| Directive A |
Answer these about the thread on multiple logical databases, one line each:
(i) What reason does Tom Lane give for calling the problem smaller than described?
(ii) Which tool does Andreas Pflug say already controls multiple postmaster processes?
(iii) Whose patch for concurrent vacuum does Alvaro Herrera mention?
| Directive B |
In the thread on multiple logical databases, swap "clusters" for "instances" and write out the passage between "On Thu, 2 Feb" and "fine idea, but....", inclusive.

| Source document |

***

Re: Multiple logical databases

From

Tom Lane

Date:

02 February 2006, 11:19:05

"Mark Woodward" <pgsql@mohawksoft.com> writes:
> One of the problems with the current PostgreSQL design is that all the
> databases operated by one postmaster server process are interlinked at
> some core level. They all share the same system tables. If one database
> becomes corrupt because of disk or something, the whole cluster is
> affected.

This problem is not as large as you paint it, because most of the system
catalogs are *not* shared.

> Does anyone see this as useful?

No...
        regards, tom lane

Re: Multiple logical databases

From

"Mark Woodward"

Date:

02 February 2006, 11:32:26

> "Mark Woodward" <pgsql@mohawksoft.com> writes:
>> One of the problems with the current PostgreSQL design is that all the
>> databases operated by one postmaster server process are interlinked at
>> some core level. They all share the same system tables. If one database
>> becomes corrupt because of disk or something, the whole cluster is
>> affected.
>
> This problem is not as large as you paint it, because most of the system
> catalogs are *not* shared.
>
>> Does anyone see this as useful?

Seriously? No use at all? You don't see any purpose in controlling and
managing multiple postgresql postmaster processes from one central point?
Sure you don't want to think about this a little?

Re: Multiple logical databases

From

Andreas Pflug

Date:

02 February 2006, 12:12:57

Mark Woodward wrote:
>>"Mark Woodward" <pgsql@mohawksoft.com> writes:
>>
>>>One of the problems with the current PostgreSQL design is that all the
>>>databases operated by one postmaster server process are interlinked at
>>>some core level. They all share the same system tables. If one database
>>>becomes corrupt because of disk or something, the whole cluster is
>>>affected.
>>
>>This problem is not as large as you paint it, because most of the system
>>catalogs are *not* shared.
>>
>>
>>>Does anyone see this as useful?
> 
> 
> Seriously? No use at all? You don't see any purpose in controlling and
> managing multiple postgresql postmaster processes from one central point?

pgAdmin does so. IMHO it's totally sufficient to handle this on a client 
side level.

Regards,
Andreas

Re: Multiple logical databases

From

Alvaro Herrera

Date:

02 February 2006, 12:21:25

Mark Woodward wrote:

> Seriously? No use at all? You don't see any purpose in controlling and
> managing multiple postgresql postmaster processes from one central point?

I'd rather spend effort in fixing the problems that arise from big
databases; for example Hannu's patch for concurrent vacuum attacks one
of the problems that IMHO are important.  More elaborate partitioning
does too.

Anyway, if you're very excited about it, I don't think it's impossible
to code a super-postmaster that would redirect a client to the real
postmaster.  I even think it can be done without modifying the regular
postmaster.

-- 
Alvaro Herrera                                http://www.CommandPrompt.com/
PostgreSQL Replication, Consulting, Custom Development, 24x7 support

Re: Multiple logical databases

From

Stephan Szabo

Date:

02 February 2006, 13:40:33

On Thu, 2 Feb 2006, Mark Woodward wrote:

> Now, the answer, obviously, is to create multiple postgresql database
> clusters and run postmaster for each logical group of databases, right?
> That really is a fine idea, but....

***

| Data entries |

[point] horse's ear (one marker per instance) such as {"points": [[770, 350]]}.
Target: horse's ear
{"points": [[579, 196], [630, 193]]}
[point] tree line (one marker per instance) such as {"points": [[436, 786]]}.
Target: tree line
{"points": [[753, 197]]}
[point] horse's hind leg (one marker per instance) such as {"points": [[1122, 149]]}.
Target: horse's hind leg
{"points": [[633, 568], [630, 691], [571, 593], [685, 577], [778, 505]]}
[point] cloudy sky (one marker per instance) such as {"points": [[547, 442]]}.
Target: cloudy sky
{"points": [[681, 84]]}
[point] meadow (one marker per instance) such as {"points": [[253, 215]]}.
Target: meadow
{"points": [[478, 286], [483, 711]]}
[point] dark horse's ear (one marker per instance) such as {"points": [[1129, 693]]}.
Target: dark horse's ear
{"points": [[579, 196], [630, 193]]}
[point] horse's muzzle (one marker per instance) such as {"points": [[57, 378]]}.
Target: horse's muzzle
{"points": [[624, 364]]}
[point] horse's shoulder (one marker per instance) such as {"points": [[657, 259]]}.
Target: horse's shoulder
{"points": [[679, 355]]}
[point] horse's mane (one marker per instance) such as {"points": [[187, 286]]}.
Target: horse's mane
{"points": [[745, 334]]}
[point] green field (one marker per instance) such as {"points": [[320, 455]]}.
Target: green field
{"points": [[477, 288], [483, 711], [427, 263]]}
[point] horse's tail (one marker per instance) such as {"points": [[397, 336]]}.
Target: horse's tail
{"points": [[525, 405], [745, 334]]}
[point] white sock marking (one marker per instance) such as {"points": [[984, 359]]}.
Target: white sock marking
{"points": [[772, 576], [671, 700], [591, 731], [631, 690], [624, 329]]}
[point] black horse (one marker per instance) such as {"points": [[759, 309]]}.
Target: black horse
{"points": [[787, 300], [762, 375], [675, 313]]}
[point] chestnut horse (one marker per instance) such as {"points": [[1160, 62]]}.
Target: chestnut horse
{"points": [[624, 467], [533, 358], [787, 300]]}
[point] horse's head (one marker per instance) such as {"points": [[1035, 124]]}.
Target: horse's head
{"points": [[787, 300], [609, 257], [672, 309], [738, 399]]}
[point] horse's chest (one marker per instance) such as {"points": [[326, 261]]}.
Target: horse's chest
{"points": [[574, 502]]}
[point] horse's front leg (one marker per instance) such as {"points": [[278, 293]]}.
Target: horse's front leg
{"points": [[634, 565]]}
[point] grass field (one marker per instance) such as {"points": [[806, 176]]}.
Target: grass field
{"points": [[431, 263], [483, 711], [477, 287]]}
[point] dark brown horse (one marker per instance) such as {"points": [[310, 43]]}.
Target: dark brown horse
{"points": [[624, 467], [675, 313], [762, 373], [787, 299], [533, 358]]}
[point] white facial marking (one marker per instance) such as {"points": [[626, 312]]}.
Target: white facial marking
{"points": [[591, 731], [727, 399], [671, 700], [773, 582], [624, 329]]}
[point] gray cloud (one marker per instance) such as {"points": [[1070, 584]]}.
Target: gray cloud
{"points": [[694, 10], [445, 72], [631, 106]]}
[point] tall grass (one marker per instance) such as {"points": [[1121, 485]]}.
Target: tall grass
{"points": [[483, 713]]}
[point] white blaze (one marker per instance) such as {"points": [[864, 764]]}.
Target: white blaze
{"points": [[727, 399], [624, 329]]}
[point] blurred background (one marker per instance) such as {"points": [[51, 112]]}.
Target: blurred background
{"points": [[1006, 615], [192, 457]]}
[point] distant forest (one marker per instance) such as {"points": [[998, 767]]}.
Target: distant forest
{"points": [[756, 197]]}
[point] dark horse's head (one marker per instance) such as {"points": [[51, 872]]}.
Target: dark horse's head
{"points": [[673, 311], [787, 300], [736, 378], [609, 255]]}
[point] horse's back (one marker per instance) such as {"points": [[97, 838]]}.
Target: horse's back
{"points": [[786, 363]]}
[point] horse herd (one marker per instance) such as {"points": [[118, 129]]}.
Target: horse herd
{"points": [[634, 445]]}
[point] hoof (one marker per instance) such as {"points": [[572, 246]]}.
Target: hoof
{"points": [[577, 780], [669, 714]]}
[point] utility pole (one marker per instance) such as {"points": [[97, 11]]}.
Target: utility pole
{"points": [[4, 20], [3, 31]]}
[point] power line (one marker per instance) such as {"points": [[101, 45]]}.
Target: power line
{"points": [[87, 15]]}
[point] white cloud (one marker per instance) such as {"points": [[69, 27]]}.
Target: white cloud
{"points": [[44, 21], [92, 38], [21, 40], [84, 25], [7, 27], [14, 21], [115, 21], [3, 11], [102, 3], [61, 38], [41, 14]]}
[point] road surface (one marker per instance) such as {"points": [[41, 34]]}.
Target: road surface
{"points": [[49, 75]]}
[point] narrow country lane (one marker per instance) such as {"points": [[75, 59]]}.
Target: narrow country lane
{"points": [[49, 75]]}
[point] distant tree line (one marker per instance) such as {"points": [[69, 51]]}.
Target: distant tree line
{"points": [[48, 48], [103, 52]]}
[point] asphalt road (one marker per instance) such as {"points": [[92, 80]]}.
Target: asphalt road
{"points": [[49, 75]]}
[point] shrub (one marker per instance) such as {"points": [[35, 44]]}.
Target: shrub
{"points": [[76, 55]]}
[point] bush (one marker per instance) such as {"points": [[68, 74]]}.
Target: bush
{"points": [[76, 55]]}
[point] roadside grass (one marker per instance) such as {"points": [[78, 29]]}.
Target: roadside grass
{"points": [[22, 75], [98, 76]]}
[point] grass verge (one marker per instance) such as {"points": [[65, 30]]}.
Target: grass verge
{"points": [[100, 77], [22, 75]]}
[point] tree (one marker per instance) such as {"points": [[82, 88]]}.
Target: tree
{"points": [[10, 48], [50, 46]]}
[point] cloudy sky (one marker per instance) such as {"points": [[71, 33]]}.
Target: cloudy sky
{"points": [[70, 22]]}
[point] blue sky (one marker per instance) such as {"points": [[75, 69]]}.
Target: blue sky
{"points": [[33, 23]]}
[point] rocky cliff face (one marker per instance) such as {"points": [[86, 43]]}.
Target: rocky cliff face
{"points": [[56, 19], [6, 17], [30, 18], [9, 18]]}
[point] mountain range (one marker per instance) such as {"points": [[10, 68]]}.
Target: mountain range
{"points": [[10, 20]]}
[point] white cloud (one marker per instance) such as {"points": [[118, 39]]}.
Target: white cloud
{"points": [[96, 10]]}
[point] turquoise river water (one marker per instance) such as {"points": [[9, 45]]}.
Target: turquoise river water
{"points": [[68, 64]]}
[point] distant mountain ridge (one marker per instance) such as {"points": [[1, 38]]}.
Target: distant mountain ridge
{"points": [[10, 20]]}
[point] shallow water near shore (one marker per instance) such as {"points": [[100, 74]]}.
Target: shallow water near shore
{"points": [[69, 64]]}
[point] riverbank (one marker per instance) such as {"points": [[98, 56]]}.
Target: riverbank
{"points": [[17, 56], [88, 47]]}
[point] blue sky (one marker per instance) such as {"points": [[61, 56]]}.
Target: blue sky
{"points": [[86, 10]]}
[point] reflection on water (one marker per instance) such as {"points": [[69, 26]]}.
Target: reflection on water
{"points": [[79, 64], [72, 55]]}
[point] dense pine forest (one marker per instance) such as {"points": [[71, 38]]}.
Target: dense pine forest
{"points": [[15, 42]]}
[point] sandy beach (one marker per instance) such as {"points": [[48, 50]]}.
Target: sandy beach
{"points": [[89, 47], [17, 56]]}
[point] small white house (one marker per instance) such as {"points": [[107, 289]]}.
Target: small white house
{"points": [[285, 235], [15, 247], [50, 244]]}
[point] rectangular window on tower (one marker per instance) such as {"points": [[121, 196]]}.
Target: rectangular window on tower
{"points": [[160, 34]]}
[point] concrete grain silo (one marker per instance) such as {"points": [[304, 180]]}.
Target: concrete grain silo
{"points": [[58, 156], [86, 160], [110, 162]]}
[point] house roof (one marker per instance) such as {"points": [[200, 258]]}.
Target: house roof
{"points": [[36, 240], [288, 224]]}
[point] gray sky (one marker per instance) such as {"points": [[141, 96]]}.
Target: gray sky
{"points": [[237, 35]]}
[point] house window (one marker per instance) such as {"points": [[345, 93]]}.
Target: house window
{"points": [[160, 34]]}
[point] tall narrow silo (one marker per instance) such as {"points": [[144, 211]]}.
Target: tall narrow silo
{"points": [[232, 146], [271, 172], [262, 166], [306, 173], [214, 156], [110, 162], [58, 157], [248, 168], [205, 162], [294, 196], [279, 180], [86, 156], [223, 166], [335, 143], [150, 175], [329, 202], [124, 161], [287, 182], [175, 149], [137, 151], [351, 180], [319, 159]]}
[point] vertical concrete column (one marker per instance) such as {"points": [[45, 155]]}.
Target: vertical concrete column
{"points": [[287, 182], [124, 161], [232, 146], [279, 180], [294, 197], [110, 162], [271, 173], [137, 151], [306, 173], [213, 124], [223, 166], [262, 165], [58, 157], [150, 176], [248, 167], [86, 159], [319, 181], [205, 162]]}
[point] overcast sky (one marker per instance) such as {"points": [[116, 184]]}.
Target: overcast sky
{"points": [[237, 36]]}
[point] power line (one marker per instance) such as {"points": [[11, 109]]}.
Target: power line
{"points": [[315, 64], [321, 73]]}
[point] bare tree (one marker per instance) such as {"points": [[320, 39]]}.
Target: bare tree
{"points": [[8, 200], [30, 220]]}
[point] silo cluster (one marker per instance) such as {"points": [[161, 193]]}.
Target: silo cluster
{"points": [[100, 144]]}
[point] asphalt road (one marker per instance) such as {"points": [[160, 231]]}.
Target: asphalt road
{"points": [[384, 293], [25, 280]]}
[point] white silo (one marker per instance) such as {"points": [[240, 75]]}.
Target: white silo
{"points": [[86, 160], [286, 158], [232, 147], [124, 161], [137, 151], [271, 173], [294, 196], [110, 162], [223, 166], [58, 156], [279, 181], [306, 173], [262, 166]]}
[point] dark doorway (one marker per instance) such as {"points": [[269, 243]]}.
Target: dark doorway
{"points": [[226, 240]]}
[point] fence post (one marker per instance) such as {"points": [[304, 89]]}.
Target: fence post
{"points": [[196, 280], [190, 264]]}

***

| Exercise output A |
(i) Most of the system catalogs are not shared.
(ii) pgAdmin.
(iii) Hannu's.

| Exercise output B |
On Thu, 2 Feb 2006, Mark Woodward wrote:

> Now, the answer, obviously, is to create multiple postgresql database
> instances and run postmaster for each logical group of databases, right?
> That really is a fine idea, but....